__SUPPLIED INFORMATION__
---

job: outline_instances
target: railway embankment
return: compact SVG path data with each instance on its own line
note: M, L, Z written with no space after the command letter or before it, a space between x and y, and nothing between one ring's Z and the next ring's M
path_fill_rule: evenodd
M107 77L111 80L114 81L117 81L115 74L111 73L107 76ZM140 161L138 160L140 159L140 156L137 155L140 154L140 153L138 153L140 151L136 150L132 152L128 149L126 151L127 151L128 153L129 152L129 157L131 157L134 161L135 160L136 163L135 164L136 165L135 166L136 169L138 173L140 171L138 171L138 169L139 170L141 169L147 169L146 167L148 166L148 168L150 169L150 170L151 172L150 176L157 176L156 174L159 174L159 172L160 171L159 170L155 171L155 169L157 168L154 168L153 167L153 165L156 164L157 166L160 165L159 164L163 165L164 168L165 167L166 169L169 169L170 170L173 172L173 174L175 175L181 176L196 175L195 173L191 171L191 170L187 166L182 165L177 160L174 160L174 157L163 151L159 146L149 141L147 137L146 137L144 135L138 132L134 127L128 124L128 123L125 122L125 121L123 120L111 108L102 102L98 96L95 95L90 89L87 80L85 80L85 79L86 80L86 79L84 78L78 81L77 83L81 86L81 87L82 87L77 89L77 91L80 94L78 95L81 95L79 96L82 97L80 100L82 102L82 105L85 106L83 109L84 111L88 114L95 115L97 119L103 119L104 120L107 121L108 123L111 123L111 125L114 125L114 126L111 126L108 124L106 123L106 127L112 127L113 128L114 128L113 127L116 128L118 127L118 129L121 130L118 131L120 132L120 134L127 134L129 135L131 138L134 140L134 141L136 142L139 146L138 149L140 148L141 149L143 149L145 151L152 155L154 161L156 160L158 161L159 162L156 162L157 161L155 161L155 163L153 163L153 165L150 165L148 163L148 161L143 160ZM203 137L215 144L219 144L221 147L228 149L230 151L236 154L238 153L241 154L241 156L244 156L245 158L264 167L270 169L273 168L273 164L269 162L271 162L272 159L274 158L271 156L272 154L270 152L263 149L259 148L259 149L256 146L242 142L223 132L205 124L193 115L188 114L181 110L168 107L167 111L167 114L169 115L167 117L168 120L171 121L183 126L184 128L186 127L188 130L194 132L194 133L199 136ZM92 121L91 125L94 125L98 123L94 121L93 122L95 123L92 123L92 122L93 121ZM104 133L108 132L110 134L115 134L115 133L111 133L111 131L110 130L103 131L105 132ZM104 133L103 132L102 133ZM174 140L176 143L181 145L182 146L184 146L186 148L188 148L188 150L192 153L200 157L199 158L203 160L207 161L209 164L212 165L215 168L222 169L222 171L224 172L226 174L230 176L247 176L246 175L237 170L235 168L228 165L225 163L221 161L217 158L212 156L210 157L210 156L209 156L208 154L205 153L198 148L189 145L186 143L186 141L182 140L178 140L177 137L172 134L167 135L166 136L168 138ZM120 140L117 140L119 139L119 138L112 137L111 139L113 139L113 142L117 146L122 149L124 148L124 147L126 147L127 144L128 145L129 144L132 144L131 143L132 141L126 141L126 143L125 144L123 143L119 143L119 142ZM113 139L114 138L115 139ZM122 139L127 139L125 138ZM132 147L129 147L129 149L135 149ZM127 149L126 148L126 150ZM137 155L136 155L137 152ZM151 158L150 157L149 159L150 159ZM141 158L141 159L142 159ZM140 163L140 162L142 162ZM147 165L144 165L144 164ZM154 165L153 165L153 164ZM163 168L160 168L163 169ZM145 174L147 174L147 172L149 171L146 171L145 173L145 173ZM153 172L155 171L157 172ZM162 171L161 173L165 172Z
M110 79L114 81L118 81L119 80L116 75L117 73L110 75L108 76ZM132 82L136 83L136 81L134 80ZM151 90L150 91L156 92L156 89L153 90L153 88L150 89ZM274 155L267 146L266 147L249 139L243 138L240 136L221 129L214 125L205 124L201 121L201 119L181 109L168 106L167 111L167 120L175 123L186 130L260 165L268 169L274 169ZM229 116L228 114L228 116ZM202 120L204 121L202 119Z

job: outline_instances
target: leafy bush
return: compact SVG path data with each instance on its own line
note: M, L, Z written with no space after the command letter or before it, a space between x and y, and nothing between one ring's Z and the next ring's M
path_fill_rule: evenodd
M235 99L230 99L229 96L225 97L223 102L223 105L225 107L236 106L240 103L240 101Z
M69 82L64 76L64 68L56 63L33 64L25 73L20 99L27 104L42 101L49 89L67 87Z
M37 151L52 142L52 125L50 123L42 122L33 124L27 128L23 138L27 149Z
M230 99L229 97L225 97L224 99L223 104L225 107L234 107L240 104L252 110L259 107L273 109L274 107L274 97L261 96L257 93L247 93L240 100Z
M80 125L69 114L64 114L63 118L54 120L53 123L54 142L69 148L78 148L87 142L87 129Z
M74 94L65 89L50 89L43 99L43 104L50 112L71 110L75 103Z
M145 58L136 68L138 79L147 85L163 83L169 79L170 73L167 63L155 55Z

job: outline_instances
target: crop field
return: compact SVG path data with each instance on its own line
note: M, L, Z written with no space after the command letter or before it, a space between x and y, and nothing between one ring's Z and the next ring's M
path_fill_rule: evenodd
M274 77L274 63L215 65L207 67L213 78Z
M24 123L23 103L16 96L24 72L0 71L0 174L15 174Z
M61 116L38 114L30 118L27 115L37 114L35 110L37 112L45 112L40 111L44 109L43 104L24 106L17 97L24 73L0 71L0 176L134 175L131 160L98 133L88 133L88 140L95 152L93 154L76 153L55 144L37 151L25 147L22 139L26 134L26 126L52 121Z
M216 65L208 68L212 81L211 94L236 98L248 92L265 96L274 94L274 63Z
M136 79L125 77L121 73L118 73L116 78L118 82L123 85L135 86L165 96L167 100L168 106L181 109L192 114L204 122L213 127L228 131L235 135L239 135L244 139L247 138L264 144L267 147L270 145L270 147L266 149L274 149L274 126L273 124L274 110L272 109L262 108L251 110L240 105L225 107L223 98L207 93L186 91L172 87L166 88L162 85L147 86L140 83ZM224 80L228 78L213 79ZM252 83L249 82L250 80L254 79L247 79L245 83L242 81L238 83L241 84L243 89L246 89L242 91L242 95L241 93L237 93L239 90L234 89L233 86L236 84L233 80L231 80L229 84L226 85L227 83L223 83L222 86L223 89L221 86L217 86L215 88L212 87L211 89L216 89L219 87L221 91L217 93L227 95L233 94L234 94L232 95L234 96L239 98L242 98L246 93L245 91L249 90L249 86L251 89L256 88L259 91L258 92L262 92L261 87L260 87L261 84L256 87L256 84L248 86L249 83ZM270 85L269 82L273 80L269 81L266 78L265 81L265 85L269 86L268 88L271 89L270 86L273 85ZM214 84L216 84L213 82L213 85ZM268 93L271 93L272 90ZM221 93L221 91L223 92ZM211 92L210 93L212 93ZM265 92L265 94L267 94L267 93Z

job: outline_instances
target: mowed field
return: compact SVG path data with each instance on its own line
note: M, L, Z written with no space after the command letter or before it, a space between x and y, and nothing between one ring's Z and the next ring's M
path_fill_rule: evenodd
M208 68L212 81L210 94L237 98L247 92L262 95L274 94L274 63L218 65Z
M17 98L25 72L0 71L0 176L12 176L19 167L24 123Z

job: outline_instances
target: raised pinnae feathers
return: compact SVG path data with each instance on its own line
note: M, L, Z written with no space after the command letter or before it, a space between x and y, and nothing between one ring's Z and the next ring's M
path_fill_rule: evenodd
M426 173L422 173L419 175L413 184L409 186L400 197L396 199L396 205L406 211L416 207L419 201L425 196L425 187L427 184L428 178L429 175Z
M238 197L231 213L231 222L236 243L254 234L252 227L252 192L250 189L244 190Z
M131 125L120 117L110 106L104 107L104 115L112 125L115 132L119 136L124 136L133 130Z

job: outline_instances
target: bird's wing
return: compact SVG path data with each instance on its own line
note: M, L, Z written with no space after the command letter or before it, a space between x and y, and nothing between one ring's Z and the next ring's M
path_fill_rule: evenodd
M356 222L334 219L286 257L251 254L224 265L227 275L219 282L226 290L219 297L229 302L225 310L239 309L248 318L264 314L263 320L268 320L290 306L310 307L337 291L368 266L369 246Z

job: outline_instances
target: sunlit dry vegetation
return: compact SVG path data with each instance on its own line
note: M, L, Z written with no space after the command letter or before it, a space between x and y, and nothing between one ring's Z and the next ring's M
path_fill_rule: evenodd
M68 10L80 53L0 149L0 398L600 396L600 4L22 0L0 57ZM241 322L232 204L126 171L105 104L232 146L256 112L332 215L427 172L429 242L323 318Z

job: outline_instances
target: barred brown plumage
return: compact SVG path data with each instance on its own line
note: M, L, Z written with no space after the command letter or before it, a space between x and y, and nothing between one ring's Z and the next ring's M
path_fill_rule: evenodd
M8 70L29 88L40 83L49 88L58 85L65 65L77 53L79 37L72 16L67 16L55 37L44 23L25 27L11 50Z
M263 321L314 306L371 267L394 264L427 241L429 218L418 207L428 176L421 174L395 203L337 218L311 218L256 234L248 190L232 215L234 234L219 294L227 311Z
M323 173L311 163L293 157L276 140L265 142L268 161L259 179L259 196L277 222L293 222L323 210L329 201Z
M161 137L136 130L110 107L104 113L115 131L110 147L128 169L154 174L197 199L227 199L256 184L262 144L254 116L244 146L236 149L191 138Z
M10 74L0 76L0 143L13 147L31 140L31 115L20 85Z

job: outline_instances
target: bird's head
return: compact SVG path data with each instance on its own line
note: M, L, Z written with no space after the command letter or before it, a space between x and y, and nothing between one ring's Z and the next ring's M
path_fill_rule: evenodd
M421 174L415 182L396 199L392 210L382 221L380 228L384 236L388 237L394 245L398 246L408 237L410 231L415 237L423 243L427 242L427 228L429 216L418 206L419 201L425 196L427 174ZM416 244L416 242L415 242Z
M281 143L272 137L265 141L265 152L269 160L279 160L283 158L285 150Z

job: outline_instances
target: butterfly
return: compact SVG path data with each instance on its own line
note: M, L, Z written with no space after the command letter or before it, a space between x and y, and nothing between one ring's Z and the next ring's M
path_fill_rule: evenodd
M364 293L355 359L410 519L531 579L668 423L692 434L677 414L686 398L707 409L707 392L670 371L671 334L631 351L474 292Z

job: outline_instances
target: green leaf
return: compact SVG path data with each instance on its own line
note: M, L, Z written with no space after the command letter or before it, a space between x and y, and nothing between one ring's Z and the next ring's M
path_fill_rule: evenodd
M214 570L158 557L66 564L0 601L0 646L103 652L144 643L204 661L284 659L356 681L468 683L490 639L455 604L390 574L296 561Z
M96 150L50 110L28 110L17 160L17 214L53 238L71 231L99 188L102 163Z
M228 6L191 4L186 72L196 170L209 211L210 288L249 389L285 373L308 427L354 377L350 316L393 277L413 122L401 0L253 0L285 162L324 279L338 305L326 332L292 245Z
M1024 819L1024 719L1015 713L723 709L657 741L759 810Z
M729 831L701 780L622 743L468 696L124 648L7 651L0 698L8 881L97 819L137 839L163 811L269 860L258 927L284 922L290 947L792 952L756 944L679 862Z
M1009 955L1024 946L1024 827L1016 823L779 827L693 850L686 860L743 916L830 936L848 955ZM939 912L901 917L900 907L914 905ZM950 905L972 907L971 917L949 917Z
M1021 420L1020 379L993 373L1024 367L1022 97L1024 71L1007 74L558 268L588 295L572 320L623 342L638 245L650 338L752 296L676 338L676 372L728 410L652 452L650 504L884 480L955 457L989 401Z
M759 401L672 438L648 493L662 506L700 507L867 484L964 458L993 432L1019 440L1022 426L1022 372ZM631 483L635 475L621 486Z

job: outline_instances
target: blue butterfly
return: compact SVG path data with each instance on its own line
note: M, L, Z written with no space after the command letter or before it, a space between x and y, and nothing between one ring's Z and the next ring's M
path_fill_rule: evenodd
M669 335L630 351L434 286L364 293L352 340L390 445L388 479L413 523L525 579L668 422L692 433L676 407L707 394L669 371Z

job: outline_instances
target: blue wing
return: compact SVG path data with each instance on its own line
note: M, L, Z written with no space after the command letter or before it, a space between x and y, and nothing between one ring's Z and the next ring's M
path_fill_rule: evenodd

---

__TASK DETAILS__
Pull out each line of the listing above that contains the word "butterfly", and copy those lines unchanged.

__THE COMPLETED TASK__
target: butterfly
target: blue butterfly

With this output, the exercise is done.